- **TEXT FOR ANALYSIS**
++++
Every one of us is being affected.
The effects are different for each of us.
We know absolutely nothing about what the future holds in the short, medium or long-term future.
We have no idea what the future holds for each of us financially.
We have no idea as to the global effects on our economies.
How the hell any government will fund the massive injection of cash currently being undertaken – goodness knows. But the money will come, ultimately, from taxation: personal and corporate.
And then there is the silent subject of Brexit!
What action to promote legacy giving should be taken? None? Or some?
Finally, I will be hosting a webinar soon to give more detailed advice and to answer questions online.
The Issues – attitudes to death and dying
A third of the world is in lockdown
A half of the world cannot cope with the subject of death and dying
A half of the world can cope with communicating about the subject of death and dying.
The issue: do we know which ones prefer to avoid the issue and which do not? No
In the UK 1,600 people die every day. Globally it is about 152,000.
We have no idea who is experiencing a death or is about to.
Attitudes to asking for legacies
How will each of us feel about a legacy communication? Perhaps, more worryingly, it is 99% certain you will never know – they will just talk about it to those they know or (more likely given the situation) they will bottle up their feelings and just get annoyed without telling you.
++++
- **EXTRACTED MATERIAL**
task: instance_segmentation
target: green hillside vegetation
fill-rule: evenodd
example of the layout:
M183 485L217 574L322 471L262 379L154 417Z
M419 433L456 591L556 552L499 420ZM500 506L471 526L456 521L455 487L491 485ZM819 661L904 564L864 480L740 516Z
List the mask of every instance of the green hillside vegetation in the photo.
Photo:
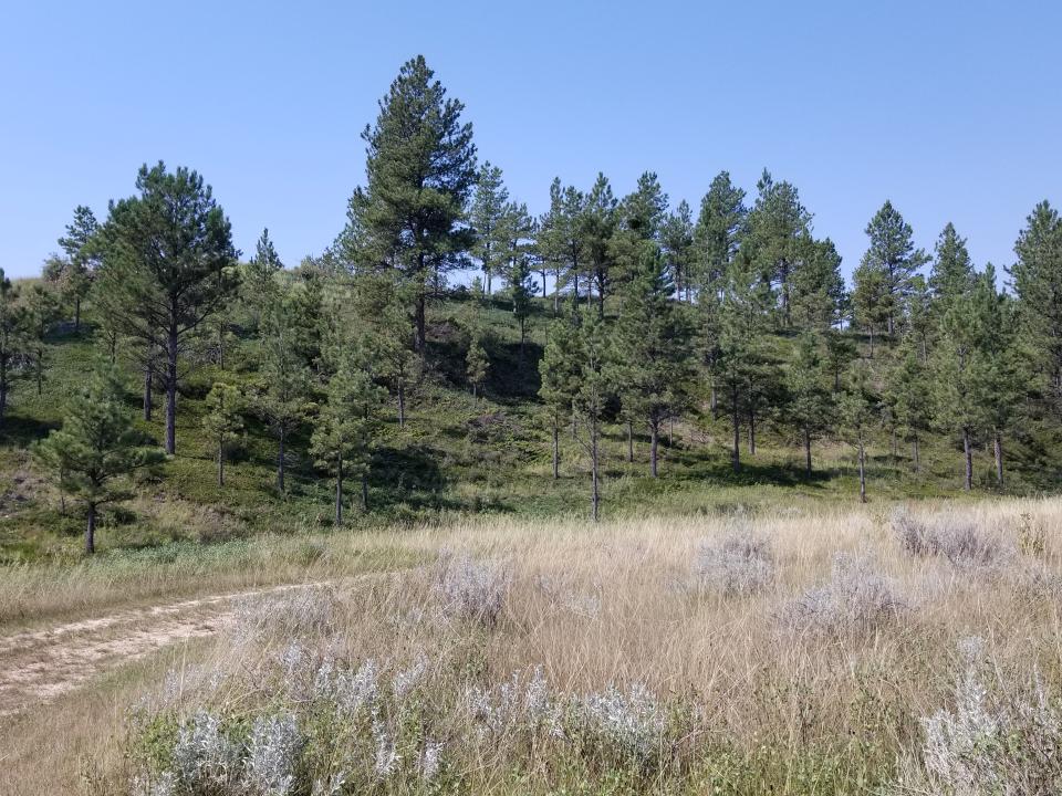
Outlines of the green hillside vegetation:
M462 113L407 63L364 134L346 229L298 268L268 232L241 261L209 186L159 163L103 221L77 208L41 280L0 277L2 559L85 546L87 476L69 440L42 441L101 402L87 386L111 366L115 439L140 459L108 476L104 552L1056 490L1047 202L1011 292L950 224L916 249L887 201L847 286L767 171L754 197L720 174L697 211L652 172L625 197L603 175L554 180L535 218Z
++++
- **PROMPT**
Copy out the full text about legacy giving and attitudes to death above, word for word, without any changes.

- **TASK OUTPUT**
Every one of us is being affected.
The effects are different for each of us.
We know absolutely nothing about what the future holds in the short, medium or long-term future.
We have no idea what the future holds for each of us financially.
We have no idea as to the global effects on our economies.
How the hell any government will fund the massive injection of cash currently being undertaken – goodness knows. But the money will come, ultimately, from taxation: personal and corporate.
And then there is the silent subject of Brexit!
What action to promote legacy giving should be taken? None? Or some?
Finally, I will be hosting a webinar soon to give more detailed advice and to answer questions online.
The Issues – attitudes to death and dying
A third of the world is in lockdown
A half of the world cannot cope with the subject of death and dying
A half of the world can cope with communicating about the subject of death and dying.
The issue: do we know which ones prefer to avoid the issue and which do not? No
In the UK 1,600 people die every day. Globally it is about 152,000.
We have no idea who is experiencing a death or is about to.
Attitudes to asking for legacies
How will each of us feel about a legacy communication? Perhaps, more worryingly, it is 99% certain you will never know – they will just talk about it to those they know or (more likely given the situation) they will bottle up their feelings and just get annoyed without telling you.